— begin DATASET EXTRACT —
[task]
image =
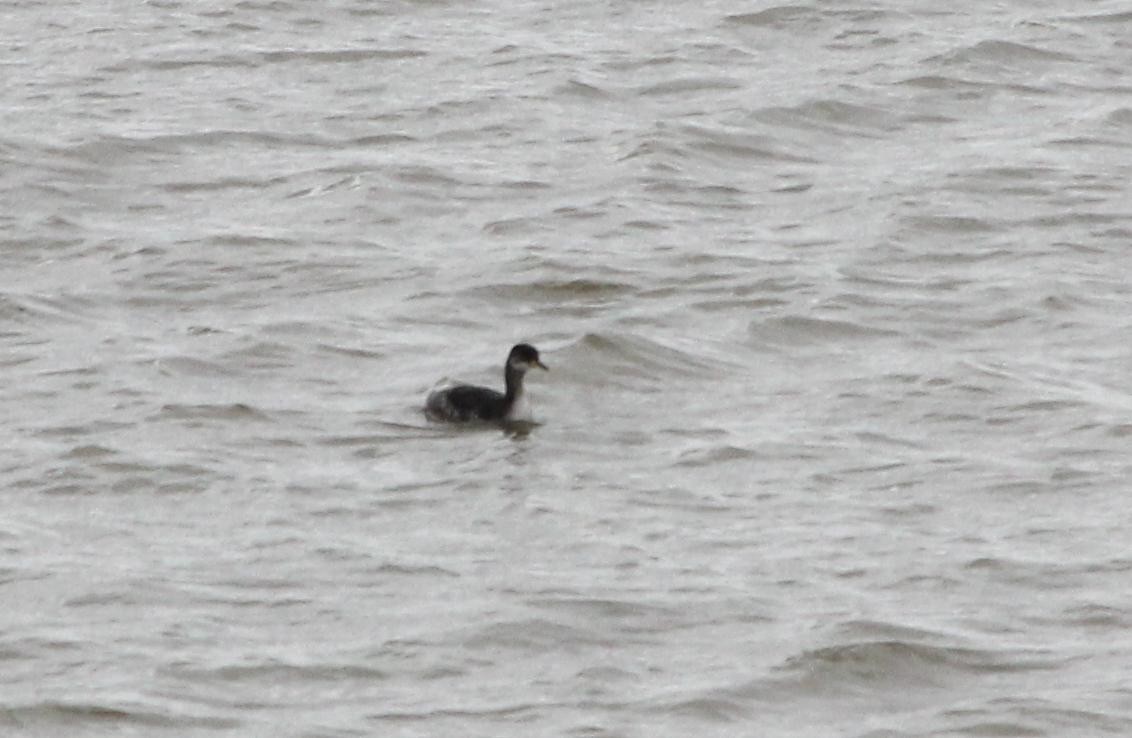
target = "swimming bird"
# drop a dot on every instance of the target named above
(464, 402)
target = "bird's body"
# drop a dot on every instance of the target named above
(465, 403)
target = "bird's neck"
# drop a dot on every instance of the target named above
(513, 379)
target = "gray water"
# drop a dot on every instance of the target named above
(835, 300)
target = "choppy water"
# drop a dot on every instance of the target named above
(835, 439)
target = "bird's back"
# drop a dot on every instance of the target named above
(465, 402)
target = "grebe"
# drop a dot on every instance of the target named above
(464, 402)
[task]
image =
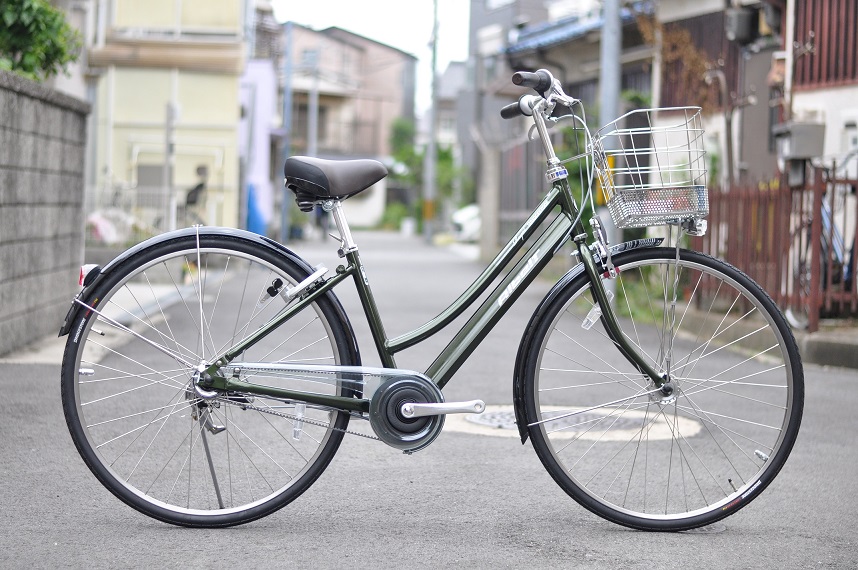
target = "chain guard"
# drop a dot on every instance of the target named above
(393, 428)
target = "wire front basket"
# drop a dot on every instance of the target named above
(651, 167)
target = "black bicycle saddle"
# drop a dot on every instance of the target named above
(314, 179)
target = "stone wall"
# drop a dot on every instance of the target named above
(42, 149)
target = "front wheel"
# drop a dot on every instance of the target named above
(128, 382)
(624, 449)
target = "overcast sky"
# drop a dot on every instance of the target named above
(403, 24)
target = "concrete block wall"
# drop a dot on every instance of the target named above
(42, 150)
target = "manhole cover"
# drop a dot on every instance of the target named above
(714, 528)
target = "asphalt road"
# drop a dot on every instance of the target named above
(469, 501)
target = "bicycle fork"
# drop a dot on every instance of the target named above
(612, 327)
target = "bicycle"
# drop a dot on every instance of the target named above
(187, 406)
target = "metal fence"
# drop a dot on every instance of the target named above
(121, 216)
(798, 243)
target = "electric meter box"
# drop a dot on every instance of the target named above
(799, 141)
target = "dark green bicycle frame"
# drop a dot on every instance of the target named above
(564, 226)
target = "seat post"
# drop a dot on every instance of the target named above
(336, 209)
— end DATASET EXTRACT —
> **DIRECTIVE**: Copy every record above exactly as written, but leave out the pictures.

> **CORRECT RESPONSE**:
[task]
image =
target = "swimming bird"
# drop a dot on every instance of the target named above
(464, 402)
target = "bird's body"
# drop a dot on every instance of the target named above
(465, 403)
target = "bird's neck"
# drop a dot on every instance of the target named above
(513, 379)
target = "gray water"
# drop a dot on every instance of the target named above
(835, 300)
target = "choppy water"
# drop a dot on every instance of the target named above
(835, 439)
target = "bird's back"
# drop a dot on every instance of the target named above
(465, 402)
target = "grebe"
# drop a dot on every instance of the target named above
(464, 402)
[task]
image =
target = "chain guard"
# drop a dot on every instance of the target named above
(393, 428)
target = "wire front basket"
# drop a dot on every instance of the target named above
(651, 167)
target = "black bicycle saddle"
# drop a dot on every instance of the target named above
(314, 179)
target = "stone wall"
# drop a dot on every instance of the target named above
(42, 149)
target = "front wheel"
# drop a dot on every instance of the target named above
(128, 382)
(624, 449)
target = "overcast sky"
# drop a dot on every instance of the target named above
(403, 24)
target = "concrete block wall"
# drop a dot on every instance of the target named above
(42, 150)
target = "manhole cover"
# drop a dot on every instance of the target named above
(714, 528)
target = "asphalt road"
# drop a dot on every instance of the target named above
(469, 501)
target = "bicycle fork"
# drop a dot on every instance of the target named above
(612, 327)
target = "bicycle"
# drop a dot on every instance of the target named above
(187, 406)
target = "metal fence"
# drop a dot on every instance of the target named above
(121, 216)
(798, 243)
target = "electric meter box"
# drop a dot on every instance of the target named above
(799, 141)
target = "dark green bicycle frame"
# drop a dot on every instance of the target named above
(564, 226)
target = "seat post"
# drop a dot on every instance of the target named above
(336, 209)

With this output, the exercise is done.